# [抜粋]
俺好き、映画好き、音楽好き、ゲーム好き。止まったら死ぬ回遊魚・淳一が、酸欠の日々を語りつくす。

村上龍の長編小説「半島を出よ!」上下巻を読む。

2005年07月24日 | Weblog
 実は村上龍の「半島を出よ!」。発売直後からすぐに読み始めていた。でも途中で長い中断があって、今回やっと分厚い上下巻を読み終えた。
 村上龍の処女作、「限りなく透明に近いブルー」を初めて読んだ時の衝撃は今でも鮮明に覚えている。
 僕は芥川賞が掲載された「文藝春秋」を買って、その日のうちに読み終えた。ドアーズとかドラッグとかが出てくる小説はとても新鮮だった。
 次の「海の向こうで戦争が始まる」は少しガッカリしたけれど、「コインロッカー・ベイビーズ」でまたまた強い衝撃を受けた。
 そして今度は、村上春樹が群像文学新人賞を取る。「風の歌を聴け」である。
 2人の対談集「ウォーク・ドント・ラン」も、勿論すぐに買って読んだ。
 つまり、村上龍と村上春樹は、そのほとんど全ての作品を僕は読んでいるということになる。

# [記録一覧]
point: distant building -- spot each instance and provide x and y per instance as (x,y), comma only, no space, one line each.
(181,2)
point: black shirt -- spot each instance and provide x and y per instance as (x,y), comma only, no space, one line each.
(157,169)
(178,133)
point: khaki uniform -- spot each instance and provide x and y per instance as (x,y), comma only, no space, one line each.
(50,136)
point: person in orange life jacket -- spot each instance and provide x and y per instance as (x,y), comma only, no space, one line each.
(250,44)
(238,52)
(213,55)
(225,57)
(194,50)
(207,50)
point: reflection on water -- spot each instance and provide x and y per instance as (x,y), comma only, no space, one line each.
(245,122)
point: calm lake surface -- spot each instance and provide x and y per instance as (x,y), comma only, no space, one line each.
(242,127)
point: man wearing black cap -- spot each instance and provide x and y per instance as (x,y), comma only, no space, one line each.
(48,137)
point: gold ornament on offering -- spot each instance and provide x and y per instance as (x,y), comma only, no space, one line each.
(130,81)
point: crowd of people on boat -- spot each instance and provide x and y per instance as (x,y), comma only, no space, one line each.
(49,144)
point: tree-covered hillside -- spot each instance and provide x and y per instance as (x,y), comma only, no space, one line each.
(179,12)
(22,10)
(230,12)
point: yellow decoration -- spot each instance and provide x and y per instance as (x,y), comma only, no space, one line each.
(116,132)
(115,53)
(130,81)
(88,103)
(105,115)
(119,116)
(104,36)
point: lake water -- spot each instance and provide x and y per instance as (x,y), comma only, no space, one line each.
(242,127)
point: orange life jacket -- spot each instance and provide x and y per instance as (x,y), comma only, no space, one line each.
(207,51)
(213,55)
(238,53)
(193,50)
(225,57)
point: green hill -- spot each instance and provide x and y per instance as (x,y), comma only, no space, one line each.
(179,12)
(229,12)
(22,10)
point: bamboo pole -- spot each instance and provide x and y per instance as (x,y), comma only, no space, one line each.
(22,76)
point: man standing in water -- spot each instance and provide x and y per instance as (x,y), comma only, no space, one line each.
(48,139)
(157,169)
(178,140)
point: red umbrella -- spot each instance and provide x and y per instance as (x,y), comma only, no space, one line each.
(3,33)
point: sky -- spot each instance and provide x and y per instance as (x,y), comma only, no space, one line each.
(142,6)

# [実施課題]
1. 記録のうち、「point: red umbrella」を含む行から始めて記録の最後の行までを、一字一句変えずに引用してください。
2. 村上龍と村上春樹の作品をめぐる読書歴を綴ったブログ記事を、最後の文の後から書き継いでください。

# [課題別回答]
1.
point: red umbrella -- spot each instance and provide x and y per instance as (x,y), comma only, no space, one line each.
(3,33)
point: sky -- spot each instance and provide x and y per instance as (x,y), comma only, no space, one line each.
(142,6)

2.
 村上龍の小説は、ある文芸評論家も述べているように、素晴らしい傑作を書いたかと思うと、次は物凄い駄作を仕上げるというように、作品自体に極端なムラがある。
 それから彼の監督する映画。これがまた映画評で酷評され続けている。
 僕も観ているけれど、まあまあ標準点を付けられる映画は「だいじょうぶマイフレンド」ぐらいか。
 兎に角、全身全霊を傾けて書き上げたかと思うと、手を抜いたとしか思えない作品だったりと、濃淡があるのだ。

 今作。かなり話題に上った。
 近未来の日本を舞台にした、「五分後の世界」を彷彿さる作品だし、北朝鮮問題や国際的な政治情況の不透明さから、各新聞の書評にも取り上げられ、作品の評価も概ね高かったように思える。
 北朝鮮の現政権に反旗を翻したと叫ぶ同国のメンバーが、密かに博多に潜入し、福岡ドームを観客ごと占拠する。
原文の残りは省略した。